++++ EXTRACT ++++

The Trump administration has ended potential enforcement actions against dozens of tech firms and 165 corporations overall, delivering on promises to end the alleged "weaponization" of the federal government, a report by nonprofit consumer advocacy group Public Citizen said.
"In six months, the Trump administration has already withdrawn or halted enforcement actions against 165 corporations of all types—and one in four of the corporations benefiting from halted or dropped enforcement is from the technology sector, which has spent $1.2 billion on political influence during and since the 2024 elections," the report published on Wednesday said. The political spending includes $352 million that "is attributable to Elon Musk."
At the beginning of Trump's second term, there were at least 104 tech companies facing at least 142 federal investigations and enforcement actions, Public Citizen reported. The Trump administration has halted or withdrawn about one-third of the "targeted investigations into suspected misconduct and enforcement actions against technology corporations... So far, 47 enforcement actions (against 45 tech corporations) have been withdrawn or halted (38 withdrawn, nine halted)," the report said.
Separately, Axios reported today that the White House "created a scorecard that rates 553 companies and trade associations on how hard they worked to support and promote President Trump's 'One Big Beautiful Bill.'" The internal spreadsheet ranking companies' loyalty to the White House "helps us see who really goes out and helps vs. those who just come in and pay lip service," a senior White House official told Axios.
The spreadsheet reportedly ranks organizations' support as strong, moderate, or low. It gives senior aides "data to consult when considering corporate requests... Axios has learned that 'examples of good partners' on the White House list include Uber, DoorDash, United, Delta, AT&T, Cisco, Airlines for America, and the Steel Manufacturers Association," the report said.
We contacted the White House today and will update the story if it provides any comment.
Ending “weaponization”

++++

**EXERCISES:**
A – Decide whether each statement agrees with the article above. Give yes or no for each, with the deciding words of the article quoted exactly. (i) The technology sector has spent $1.2 billion on political influence during and since the 2024 elections. (ii) Of the 47 enforcement actions against tech corporations that were dropped, most were halted rather than withdrawn. (iii) The White House scorecard rates 553 companies and trade associations.
B – Return the passage of the article from "The spreadsheet reportedly" up to and including "provides any comment.".
C – List every company or organization that the article names as one of the White House's "examples of good partners."

++++ SUPPLIED RECORDS ++++

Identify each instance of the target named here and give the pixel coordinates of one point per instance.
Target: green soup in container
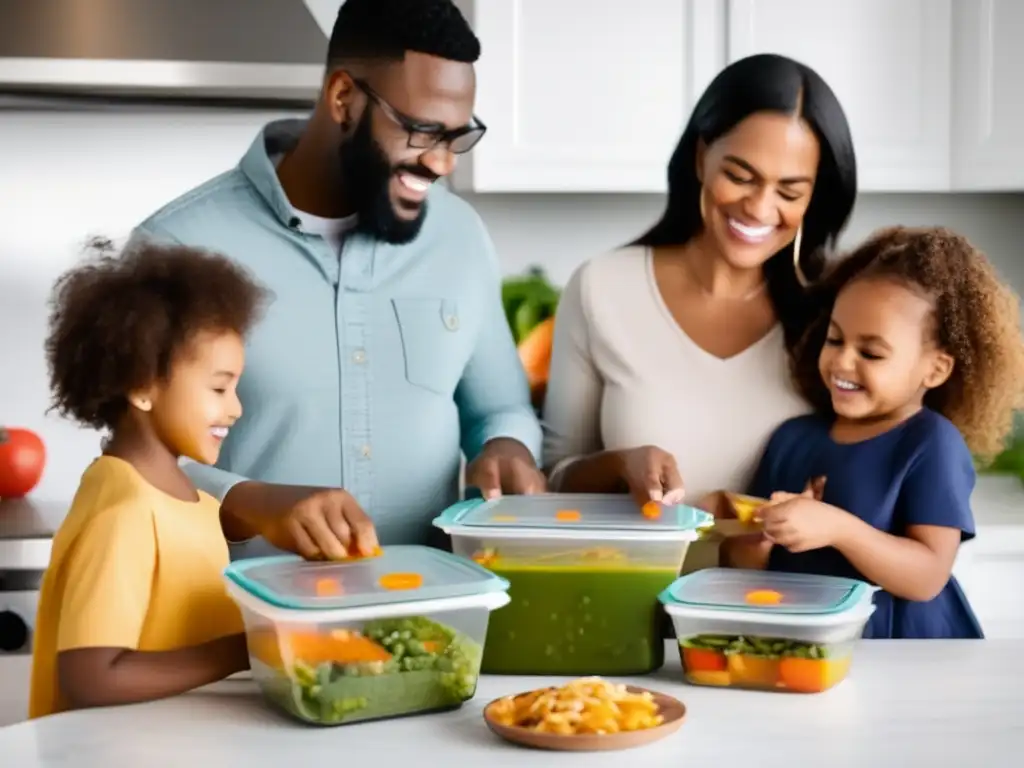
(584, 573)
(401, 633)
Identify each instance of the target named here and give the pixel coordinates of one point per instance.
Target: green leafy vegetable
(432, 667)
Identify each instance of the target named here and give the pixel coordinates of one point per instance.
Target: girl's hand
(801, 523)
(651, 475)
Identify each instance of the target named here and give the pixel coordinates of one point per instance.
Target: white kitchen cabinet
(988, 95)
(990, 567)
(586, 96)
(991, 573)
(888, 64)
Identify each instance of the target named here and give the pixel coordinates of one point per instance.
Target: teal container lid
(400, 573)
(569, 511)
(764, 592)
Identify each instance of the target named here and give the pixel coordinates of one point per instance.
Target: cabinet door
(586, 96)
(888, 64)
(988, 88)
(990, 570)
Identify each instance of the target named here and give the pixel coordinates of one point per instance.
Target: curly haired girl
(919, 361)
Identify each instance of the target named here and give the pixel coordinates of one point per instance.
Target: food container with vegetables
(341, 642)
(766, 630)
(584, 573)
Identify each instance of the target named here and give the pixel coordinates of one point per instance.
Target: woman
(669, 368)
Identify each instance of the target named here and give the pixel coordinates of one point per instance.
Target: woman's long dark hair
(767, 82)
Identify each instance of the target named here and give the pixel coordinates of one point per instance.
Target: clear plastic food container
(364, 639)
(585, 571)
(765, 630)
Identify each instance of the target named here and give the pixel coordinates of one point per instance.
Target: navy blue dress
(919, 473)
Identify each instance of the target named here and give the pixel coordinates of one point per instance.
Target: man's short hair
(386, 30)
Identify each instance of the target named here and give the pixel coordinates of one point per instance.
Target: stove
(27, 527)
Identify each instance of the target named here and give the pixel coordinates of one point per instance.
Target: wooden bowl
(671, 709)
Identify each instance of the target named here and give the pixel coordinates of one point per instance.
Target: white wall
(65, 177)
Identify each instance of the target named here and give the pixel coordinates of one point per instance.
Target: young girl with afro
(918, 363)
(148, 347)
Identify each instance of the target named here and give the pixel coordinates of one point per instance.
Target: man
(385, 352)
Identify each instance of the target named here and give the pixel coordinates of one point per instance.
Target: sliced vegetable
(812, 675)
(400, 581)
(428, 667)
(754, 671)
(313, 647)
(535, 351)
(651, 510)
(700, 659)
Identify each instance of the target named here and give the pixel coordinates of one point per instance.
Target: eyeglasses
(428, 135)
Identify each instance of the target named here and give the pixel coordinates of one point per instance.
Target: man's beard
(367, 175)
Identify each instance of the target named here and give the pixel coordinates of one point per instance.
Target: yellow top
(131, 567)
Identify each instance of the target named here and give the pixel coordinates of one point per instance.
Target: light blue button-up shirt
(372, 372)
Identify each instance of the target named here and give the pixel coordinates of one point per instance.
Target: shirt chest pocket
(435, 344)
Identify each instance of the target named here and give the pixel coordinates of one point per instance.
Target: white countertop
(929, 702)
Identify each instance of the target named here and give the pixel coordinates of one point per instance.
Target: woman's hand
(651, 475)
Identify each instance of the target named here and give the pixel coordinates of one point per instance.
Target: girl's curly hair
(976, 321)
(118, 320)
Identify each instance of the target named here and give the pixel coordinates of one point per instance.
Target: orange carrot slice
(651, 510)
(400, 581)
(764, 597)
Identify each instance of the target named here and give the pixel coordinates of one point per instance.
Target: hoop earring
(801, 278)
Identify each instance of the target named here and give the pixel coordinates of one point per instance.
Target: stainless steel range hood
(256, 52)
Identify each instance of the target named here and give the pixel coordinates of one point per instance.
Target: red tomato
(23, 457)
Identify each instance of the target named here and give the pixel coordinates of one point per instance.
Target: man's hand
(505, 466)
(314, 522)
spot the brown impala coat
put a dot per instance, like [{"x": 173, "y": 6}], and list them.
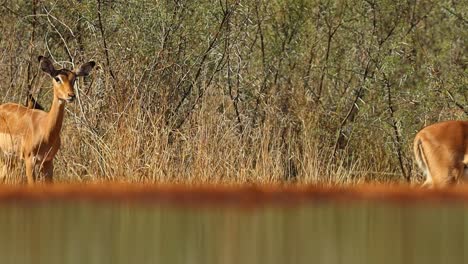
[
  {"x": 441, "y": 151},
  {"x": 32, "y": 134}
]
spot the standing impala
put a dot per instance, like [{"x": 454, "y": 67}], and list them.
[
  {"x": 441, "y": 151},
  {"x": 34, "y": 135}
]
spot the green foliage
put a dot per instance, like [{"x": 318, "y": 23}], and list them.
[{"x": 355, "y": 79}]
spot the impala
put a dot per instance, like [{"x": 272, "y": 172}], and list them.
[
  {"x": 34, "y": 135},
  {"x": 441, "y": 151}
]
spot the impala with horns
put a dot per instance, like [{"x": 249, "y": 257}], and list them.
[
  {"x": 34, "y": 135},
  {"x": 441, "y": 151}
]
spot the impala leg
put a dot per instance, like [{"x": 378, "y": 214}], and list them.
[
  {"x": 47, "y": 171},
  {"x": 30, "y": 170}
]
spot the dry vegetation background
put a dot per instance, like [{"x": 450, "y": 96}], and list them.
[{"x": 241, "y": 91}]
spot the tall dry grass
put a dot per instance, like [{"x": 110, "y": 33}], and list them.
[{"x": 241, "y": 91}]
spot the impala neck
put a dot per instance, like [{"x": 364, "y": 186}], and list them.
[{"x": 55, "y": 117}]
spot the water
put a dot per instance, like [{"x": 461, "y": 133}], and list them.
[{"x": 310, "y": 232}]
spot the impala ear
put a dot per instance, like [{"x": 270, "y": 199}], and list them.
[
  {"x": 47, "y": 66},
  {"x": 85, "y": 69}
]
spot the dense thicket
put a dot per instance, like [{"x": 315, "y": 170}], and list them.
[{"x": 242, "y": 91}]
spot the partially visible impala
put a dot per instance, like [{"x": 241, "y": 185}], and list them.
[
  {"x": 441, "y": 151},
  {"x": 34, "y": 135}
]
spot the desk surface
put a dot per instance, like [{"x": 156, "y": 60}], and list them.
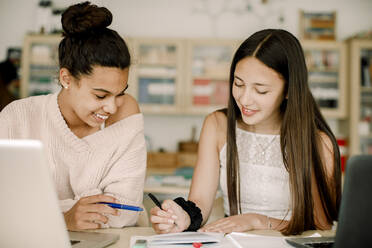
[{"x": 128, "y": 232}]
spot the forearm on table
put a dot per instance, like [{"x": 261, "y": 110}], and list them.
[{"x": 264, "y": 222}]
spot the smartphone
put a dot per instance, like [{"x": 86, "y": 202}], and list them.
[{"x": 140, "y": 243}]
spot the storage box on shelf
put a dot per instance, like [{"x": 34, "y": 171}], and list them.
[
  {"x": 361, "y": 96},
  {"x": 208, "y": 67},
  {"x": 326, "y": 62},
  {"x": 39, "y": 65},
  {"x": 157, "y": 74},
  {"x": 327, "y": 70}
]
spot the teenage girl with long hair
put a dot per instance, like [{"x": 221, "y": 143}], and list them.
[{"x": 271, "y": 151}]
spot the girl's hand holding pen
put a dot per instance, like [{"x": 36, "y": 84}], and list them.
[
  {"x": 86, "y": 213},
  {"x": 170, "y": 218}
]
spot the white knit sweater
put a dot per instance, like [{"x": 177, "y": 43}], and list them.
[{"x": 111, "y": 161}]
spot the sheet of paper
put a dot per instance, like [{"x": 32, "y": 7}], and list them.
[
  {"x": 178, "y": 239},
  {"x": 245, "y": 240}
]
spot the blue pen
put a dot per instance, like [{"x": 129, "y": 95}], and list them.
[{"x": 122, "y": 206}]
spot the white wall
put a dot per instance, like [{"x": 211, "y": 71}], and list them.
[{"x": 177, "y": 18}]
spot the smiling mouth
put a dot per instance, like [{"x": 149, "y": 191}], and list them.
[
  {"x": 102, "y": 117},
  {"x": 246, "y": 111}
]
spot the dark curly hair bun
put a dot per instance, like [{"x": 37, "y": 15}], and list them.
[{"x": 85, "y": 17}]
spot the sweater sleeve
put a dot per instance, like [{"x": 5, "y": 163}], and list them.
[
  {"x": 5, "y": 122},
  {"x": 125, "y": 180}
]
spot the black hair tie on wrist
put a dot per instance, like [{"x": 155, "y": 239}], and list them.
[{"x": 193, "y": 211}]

++++

**TASK-BY-TASK ANSWERS:**
A –
(i) Yes: "the technology sector, which has spent $1.2 billion on political influence during and since the 2024 elections"
(ii) No: "(38 withdrawn, nine halted)"
(iii) Yes: "created a scorecard that rates 553 companies and trade associations"

B –
The spreadsheet reportedly ranks organizations' support as strong, moderate, or low. It gives senior aides "data to consult when considering corporate requests... Axios has learned that 'examples of good partners' on the White House list include Uber, DoorDash, United, Delta, AT&T, Cisco, Airlines for America, and the Steel Manufacturers Association," the report said.
We contacted the White House today and will update the story if it provides any comment.

C –
Uber
DoorDash
United
Delta
AT&T
Cisco
Airlines for America
Steel Manufacturers Association